• Consigne
Recopiez fidèlement le passage de l'extrait d'arrêt qui commence par « Il convient de » et se poursuit jusqu'à « 22 mars 2017. ».

Bien que la police n’ait retenu que la qualification d’injure, il n’en demeure pas moins que ces
violences exercées sur une préposée de l’organisme bailleur, constituent une infraction pénale, et si
elles n’ont pas donné lieu à un jugement de condamnation, elle constituent néanmoins un trouble
particulièrement grave dans l’ensemble immobilier.
Il convient de souligner que ce comportement agressif et imprévisible de la locataire s’est également
manifesté à l’audience du 10 janvier 2017 devant le juge d’instance.
Depuis lors, la société Immobilière 3F justifie que cette situation perdure ainsi qu’il résulte des
attestations en date des 14, 16 et 22 mars 2017.
En tout état de cause, quelle que soit sa situation personnelle et médicale, la responsabilité de la
locataire ne peut être ni effacée ni minorée par le fait qu’aucune autre infraction n’ait été établie, ni
même alléguée depuis la date de survenance des faits, car exiger la persistance du trouble au moment
où le juge statue serait ajouter à la loi.
Ainsi, est-il établi que le comportement et les agissements agressifs, dangereux et imprévisibles de
Mme X constituent une violation grave à l’une des clauses essentielles du bail qui lui impose
de n’importuner quiconque par son attitude et de quelque façon que ce soit. La gravité des faits est
donc de nature à justifier la résiliation du bail.
Par suite, le jugement déféré doit être infirmé en toutes ses dispositions.
Sur les dépens et l’application des dispositions de l’article 700 du Code de procédure civile
Mme X ayant succombé en cause d’appel, elle sera condamnée aux dépens d’appel et
gardera à sa charge les frais non compris dans les dépens qui ont été exposés par la société
Immobilière 3F, les dispositions de première instance relatives à l’article 700 du code de procédure
civile et aux dépens étant confirmées.
L’équité ne commande pas de faire droit à la demande de la société Immobilière 3F au titre des frais
de procédure par elle exposés en cause d’appel sur le fondement des dispositions de l’article 700 du
Code de procédure civile.
PAR CES MOTIFS
Statuant par arrêt contradictoire et par mise à disposition au greffe,
Rejette les exception d’irrecevabilité et de nullité de l’opposition soulevées par la société
Immobilière 3 F,
Déclare Mme X recevable en son opposition à l’arrêt rendu par cette cour le
27 novembre 2018,
Met à néant cet arrêt,
Infirme le jugement du tribunal d’instance de Poissy rendu le 10 janvier 2017 en toutes ses
dispositions, sauf celles relatives à l’application des dispositions de l’article 700 du code de procédure
civile et aux dépens.

• Données fournies
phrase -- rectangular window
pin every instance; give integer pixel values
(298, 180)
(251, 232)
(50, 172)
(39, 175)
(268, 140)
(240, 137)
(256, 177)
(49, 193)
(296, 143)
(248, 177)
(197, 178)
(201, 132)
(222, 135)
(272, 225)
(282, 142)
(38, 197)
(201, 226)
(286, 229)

• Réponse attendue
Il convient de souligner que ce comportement agressif et imprévisible de la locataire s’est également
manifesté à l’audience du 10 janvier 2017 devant le juge d’instance.
Depuis lors, la société Immobilière 3F justifie que cette situation perdure ainsi qu’il résulte des
attestations en date des 14, 16 et 22 mars 2017.